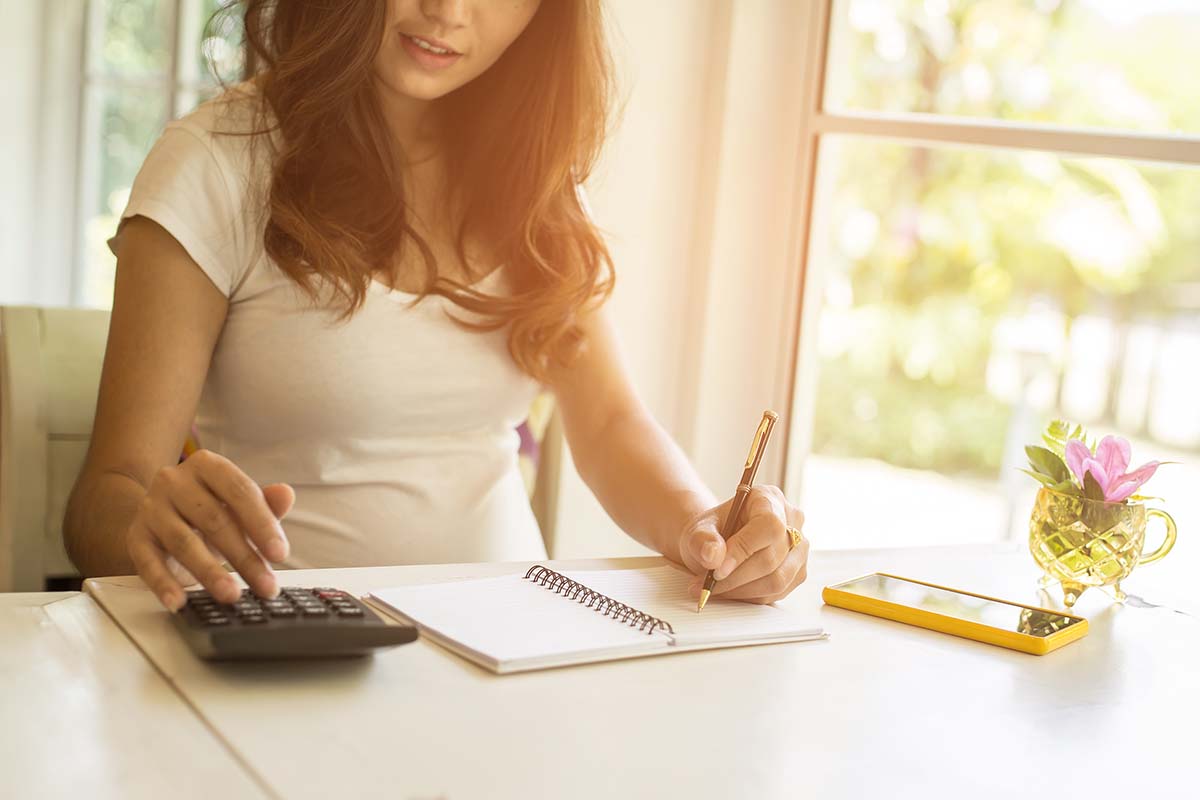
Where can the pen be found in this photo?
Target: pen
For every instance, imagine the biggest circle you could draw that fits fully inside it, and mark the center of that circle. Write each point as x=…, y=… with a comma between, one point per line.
x=731, y=519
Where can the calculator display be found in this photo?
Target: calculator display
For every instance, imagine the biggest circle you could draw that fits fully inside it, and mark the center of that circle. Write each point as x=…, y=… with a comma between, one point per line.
x=947, y=602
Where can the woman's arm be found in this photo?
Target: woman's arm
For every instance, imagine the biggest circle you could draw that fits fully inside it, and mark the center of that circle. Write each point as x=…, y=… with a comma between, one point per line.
x=166, y=319
x=636, y=470
x=651, y=489
x=133, y=505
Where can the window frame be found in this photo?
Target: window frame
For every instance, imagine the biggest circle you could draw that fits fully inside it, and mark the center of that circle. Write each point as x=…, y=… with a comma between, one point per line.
x=178, y=82
x=921, y=130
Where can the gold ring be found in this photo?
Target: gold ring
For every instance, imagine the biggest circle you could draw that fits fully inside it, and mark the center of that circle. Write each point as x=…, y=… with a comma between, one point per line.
x=793, y=539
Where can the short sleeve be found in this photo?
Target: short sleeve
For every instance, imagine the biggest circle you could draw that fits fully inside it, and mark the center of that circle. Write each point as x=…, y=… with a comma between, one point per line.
x=185, y=187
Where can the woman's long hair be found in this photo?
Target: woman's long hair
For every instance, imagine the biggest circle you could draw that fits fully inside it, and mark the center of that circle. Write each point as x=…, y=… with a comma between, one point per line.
x=519, y=139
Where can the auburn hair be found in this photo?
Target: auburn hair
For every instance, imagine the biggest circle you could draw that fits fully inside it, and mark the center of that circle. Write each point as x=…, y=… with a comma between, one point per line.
x=519, y=139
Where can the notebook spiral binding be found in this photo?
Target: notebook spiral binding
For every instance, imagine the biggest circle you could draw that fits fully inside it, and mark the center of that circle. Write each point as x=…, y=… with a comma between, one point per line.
x=603, y=603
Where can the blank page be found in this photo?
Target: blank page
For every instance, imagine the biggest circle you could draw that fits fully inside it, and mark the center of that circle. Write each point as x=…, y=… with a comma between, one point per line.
x=663, y=593
x=513, y=623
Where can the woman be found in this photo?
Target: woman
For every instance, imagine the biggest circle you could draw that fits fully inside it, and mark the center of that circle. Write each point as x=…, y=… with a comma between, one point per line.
x=354, y=272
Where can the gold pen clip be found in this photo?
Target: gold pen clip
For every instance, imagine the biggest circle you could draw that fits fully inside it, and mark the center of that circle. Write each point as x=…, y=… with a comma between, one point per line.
x=757, y=437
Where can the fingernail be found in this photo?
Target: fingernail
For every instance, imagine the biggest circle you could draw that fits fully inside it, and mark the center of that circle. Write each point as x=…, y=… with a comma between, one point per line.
x=725, y=569
x=277, y=548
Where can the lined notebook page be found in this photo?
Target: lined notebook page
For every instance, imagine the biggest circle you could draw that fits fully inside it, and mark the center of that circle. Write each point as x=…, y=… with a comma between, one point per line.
x=510, y=624
x=663, y=593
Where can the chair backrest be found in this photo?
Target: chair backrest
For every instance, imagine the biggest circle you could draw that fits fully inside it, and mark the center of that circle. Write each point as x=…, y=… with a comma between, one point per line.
x=49, y=377
x=51, y=361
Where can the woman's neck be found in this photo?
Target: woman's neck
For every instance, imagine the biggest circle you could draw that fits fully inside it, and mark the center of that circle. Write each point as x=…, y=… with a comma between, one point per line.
x=412, y=122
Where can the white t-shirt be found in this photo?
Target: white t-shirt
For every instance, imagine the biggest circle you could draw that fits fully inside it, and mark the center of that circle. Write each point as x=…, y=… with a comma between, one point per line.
x=396, y=428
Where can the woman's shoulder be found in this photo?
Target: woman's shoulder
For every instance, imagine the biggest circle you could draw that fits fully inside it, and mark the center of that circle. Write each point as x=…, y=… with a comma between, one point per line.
x=231, y=125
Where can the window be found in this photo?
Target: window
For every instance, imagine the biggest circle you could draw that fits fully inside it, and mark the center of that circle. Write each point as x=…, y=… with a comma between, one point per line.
x=1005, y=230
x=145, y=61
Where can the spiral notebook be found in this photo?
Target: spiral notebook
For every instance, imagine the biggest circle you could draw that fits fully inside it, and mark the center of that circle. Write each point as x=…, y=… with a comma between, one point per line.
x=544, y=619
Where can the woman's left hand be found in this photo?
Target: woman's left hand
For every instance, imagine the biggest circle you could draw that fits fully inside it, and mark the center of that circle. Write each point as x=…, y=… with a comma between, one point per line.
x=757, y=564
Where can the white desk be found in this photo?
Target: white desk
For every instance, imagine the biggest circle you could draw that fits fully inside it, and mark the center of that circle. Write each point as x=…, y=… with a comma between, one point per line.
x=84, y=715
x=881, y=710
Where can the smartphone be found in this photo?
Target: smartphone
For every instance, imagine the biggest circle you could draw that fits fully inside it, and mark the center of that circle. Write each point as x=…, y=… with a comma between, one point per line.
x=1003, y=623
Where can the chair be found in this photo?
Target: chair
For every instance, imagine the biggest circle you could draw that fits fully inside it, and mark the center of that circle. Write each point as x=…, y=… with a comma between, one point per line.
x=49, y=377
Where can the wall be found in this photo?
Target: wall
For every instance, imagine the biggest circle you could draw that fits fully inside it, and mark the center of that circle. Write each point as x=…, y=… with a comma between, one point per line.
x=649, y=194
x=19, y=66
x=41, y=44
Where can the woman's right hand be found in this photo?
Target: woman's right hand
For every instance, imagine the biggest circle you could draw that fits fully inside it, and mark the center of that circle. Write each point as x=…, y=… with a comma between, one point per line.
x=199, y=513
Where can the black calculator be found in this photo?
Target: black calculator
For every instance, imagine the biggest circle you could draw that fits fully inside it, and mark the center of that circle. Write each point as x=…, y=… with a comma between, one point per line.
x=298, y=624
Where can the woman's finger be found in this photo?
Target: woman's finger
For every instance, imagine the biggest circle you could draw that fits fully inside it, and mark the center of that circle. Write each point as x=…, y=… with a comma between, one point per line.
x=244, y=498
x=779, y=583
x=763, y=529
x=150, y=563
x=179, y=540
x=759, y=566
x=197, y=506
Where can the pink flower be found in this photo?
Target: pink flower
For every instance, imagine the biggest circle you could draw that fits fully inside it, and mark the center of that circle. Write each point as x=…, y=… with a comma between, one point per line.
x=1108, y=467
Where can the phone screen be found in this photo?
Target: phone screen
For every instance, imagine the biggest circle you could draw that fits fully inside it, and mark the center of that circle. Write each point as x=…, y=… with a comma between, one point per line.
x=993, y=613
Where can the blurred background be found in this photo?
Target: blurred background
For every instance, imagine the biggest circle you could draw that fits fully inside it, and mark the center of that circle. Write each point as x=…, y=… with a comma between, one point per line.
x=970, y=294
x=949, y=276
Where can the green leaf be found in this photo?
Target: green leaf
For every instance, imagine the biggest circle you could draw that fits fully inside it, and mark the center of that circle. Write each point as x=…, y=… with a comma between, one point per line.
x=1044, y=479
x=1048, y=463
x=1060, y=432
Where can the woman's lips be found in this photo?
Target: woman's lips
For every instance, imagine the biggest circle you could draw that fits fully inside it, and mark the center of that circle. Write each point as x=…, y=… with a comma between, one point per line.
x=425, y=58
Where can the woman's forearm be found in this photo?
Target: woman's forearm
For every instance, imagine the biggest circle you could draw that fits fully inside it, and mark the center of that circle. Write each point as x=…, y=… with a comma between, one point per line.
x=99, y=512
x=643, y=480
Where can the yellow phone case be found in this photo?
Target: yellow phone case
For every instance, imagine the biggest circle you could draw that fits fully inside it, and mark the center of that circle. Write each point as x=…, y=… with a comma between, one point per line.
x=1037, y=645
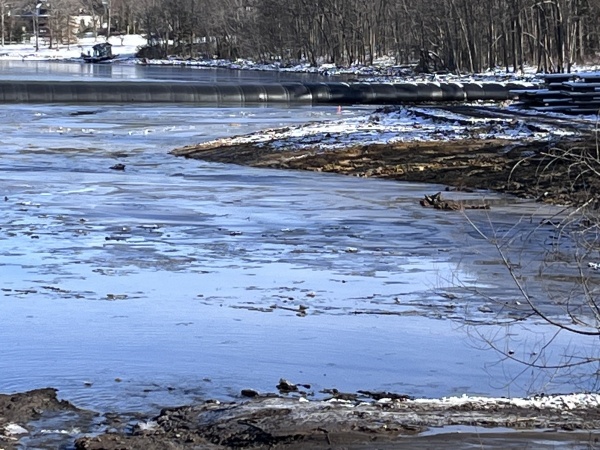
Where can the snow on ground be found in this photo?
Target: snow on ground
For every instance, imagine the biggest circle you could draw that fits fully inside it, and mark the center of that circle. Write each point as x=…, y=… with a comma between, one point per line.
x=382, y=69
x=569, y=401
x=405, y=124
x=124, y=46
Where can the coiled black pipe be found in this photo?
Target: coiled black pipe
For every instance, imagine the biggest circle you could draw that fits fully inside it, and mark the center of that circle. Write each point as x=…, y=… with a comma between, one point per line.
x=316, y=93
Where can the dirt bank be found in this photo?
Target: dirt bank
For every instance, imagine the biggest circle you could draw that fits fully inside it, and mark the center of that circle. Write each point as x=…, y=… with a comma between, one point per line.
x=350, y=421
x=532, y=169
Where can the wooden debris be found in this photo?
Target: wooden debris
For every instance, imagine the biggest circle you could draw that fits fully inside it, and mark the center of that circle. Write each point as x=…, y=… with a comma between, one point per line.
x=437, y=202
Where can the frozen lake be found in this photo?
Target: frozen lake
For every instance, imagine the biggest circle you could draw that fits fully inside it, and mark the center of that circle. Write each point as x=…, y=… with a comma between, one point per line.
x=62, y=71
x=175, y=280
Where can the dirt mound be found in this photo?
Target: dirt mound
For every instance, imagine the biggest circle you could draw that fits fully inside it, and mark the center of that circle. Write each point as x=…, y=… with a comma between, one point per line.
x=559, y=173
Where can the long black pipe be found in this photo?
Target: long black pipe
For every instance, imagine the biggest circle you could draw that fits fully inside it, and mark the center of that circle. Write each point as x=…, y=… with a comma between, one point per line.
x=201, y=93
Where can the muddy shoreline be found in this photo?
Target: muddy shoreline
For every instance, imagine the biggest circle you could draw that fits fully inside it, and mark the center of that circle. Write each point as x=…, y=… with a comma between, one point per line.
x=530, y=169
x=535, y=169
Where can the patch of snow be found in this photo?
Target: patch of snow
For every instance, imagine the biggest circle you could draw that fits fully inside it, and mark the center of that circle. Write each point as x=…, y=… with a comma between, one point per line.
x=406, y=124
x=12, y=429
x=561, y=402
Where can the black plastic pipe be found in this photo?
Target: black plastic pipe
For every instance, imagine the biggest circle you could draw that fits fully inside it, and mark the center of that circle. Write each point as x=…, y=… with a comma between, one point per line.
x=315, y=93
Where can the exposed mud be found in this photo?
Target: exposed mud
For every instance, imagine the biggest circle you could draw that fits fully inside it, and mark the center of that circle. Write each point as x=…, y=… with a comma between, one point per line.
x=539, y=170
x=276, y=421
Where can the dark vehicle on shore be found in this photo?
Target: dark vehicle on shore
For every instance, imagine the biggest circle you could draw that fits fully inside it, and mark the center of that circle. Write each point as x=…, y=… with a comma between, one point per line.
x=102, y=54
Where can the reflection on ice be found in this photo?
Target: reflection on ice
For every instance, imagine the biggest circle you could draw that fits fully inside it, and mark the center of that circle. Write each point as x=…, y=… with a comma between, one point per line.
x=183, y=278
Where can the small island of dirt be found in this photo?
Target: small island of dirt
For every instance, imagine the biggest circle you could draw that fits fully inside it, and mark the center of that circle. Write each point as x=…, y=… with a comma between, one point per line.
x=553, y=169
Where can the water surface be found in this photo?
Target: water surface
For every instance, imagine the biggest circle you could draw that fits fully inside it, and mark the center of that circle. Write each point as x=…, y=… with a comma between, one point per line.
x=175, y=280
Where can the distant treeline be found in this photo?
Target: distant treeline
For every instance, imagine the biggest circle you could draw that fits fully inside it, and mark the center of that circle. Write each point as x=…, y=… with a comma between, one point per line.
x=453, y=35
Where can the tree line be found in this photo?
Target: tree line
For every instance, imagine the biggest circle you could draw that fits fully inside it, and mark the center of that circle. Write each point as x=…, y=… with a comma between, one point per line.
x=451, y=35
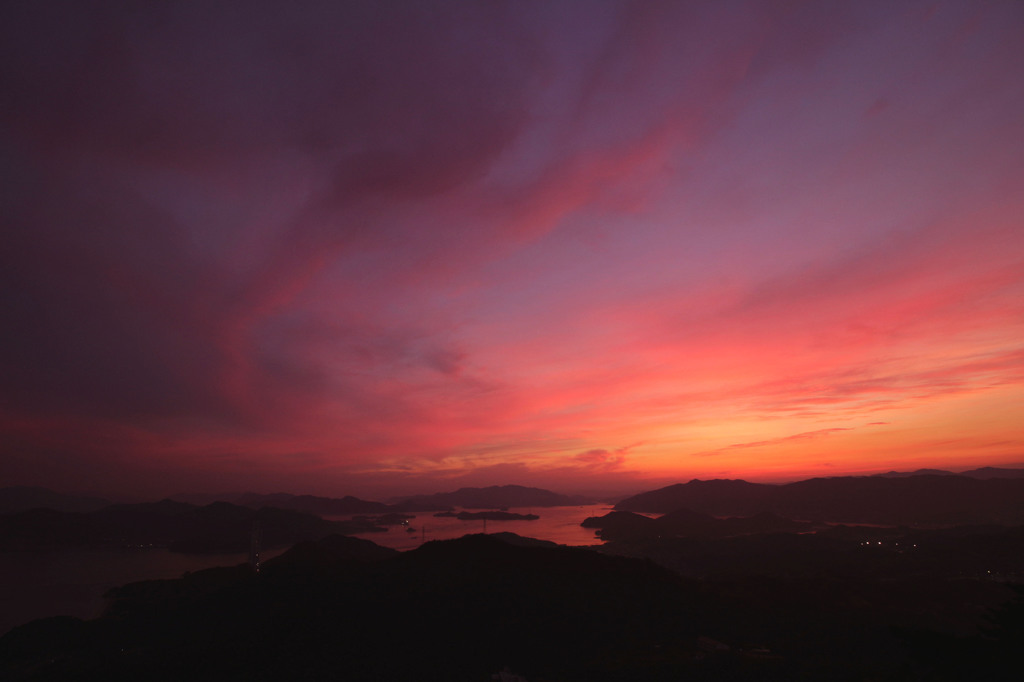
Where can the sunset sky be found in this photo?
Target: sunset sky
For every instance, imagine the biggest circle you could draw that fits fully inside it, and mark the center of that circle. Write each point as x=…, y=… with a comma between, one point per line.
x=378, y=248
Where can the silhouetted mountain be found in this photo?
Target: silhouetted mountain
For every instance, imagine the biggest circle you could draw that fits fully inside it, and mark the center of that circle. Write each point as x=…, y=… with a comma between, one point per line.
x=620, y=525
x=456, y=609
x=785, y=607
x=718, y=498
x=496, y=516
x=489, y=498
x=929, y=499
x=179, y=526
x=314, y=505
x=993, y=472
x=24, y=498
x=919, y=472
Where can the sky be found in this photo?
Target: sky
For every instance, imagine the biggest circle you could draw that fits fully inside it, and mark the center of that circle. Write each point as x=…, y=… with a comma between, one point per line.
x=385, y=248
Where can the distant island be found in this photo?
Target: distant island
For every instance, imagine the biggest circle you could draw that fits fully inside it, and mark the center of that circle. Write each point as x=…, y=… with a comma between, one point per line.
x=178, y=526
x=496, y=516
x=928, y=499
x=494, y=497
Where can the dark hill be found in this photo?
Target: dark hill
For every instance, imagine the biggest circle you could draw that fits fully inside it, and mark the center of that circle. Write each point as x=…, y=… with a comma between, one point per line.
x=24, y=498
x=461, y=609
x=314, y=505
x=927, y=499
x=718, y=498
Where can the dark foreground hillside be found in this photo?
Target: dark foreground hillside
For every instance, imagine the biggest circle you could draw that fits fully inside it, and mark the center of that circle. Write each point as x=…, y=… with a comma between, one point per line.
x=467, y=609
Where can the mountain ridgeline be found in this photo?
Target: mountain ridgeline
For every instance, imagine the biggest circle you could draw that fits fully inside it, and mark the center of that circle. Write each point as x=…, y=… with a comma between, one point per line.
x=929, y=499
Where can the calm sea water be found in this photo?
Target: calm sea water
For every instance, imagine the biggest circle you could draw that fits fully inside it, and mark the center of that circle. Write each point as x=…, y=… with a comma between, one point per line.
x=35, y=585
x=558, y=524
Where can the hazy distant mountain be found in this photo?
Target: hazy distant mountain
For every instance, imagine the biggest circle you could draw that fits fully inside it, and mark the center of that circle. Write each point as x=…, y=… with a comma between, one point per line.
x=919, y=472
x=23, y=498
x=489, y=498
x=993, y=472
x=179, y=526
x=718, y=498
x=983, y=473
x=928, y=499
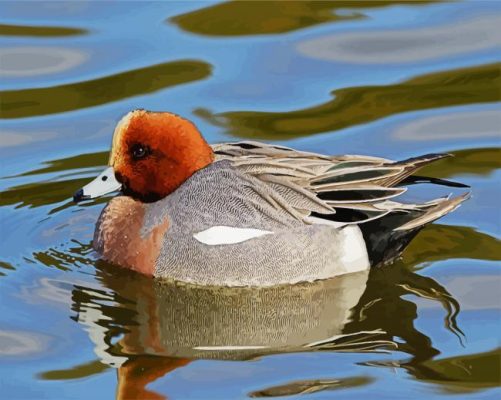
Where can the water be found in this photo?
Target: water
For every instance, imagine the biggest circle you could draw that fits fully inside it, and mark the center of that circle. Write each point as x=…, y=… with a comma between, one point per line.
x=392, y=79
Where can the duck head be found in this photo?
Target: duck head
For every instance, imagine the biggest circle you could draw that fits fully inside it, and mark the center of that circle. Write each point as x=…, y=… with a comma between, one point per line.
x=152, y=154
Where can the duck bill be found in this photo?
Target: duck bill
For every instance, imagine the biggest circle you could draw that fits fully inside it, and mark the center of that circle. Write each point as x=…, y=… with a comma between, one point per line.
x=103, y=184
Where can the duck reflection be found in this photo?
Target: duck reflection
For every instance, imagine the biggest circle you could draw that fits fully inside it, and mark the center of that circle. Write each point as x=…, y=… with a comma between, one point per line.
x=147, y=328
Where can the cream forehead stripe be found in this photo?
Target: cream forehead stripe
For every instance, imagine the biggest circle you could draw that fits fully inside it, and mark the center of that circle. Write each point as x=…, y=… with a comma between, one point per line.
x=120, y=129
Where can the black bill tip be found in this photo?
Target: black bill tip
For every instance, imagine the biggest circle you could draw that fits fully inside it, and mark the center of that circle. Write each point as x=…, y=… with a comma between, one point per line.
x=79, y=196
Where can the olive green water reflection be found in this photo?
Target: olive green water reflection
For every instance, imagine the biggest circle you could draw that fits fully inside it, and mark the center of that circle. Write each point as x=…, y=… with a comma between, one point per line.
x=358, y=105
x=410, y=78
x=134, y=318
x=241, y=18
x=39, y=31
x=78, y=95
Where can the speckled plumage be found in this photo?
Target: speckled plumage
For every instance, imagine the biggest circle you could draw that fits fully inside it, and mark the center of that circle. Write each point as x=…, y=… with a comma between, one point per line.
x=277, y=189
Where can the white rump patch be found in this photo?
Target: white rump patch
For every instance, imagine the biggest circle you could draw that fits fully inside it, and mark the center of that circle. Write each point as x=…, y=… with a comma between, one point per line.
x=228, y=235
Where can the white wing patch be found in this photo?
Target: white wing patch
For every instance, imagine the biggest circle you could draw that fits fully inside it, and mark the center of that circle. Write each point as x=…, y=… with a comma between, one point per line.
x=228, y=235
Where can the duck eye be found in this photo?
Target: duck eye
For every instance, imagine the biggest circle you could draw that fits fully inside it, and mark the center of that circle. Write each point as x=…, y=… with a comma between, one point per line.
x=139, y=151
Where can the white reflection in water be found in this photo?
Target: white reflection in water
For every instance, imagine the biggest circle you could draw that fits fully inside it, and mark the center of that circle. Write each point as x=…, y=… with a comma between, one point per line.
x=32, y=61
x=460, y=125
x=406, y=45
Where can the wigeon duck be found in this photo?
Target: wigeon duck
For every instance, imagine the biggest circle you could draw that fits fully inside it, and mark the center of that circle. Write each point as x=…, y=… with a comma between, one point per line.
x=249, y=213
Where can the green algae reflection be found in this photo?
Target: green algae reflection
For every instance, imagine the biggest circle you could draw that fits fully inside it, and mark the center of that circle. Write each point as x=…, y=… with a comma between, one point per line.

══════════════════════════════

(Set task) Quote the lines of the listing above verbatim, starting at the line that contains "Where can the green leaf" and ending at the line that contains "x=1037, y=645", with both of those lines included.

(Completed exercise)
Where can the green leaf be found in this photo?
Target: green leaf
For every instance, imagine the biggest circle you could draw that fits fully inside it, and mark the center of that circle. Write each point as x=…, y=… with a comma between, one point per line.
x=1044, y=479
x=1048, y=463
x=1060, y=432
Where can the woman's lips be found in this photo?
Target: woman's lips
For every instance, imagine the biggest circle you could draw that fits fully inside it, and mark the center of that circle. Write each point as x=…, y=… with a comma between, one point per line.
x=425, y=58
Where can the woman's forearm be found in this photo?
Target: woman's forearm
For every instance, imagine the biggest circle you could draw that fits fully inside it, and mark the center of that circle. Write each point as x=…, y=… with a comma between, one point per line.
x=99, y=512
x=643, y=480
Where can the yellow phone case be found in this photo?
Target: yellow phone case
For every instance, imagine the biggest circle you could draw that fits fully inside it, and mark the center of that circle. Write each point as x=…, y=… with a comma between, one point per line.
x=1037, y=645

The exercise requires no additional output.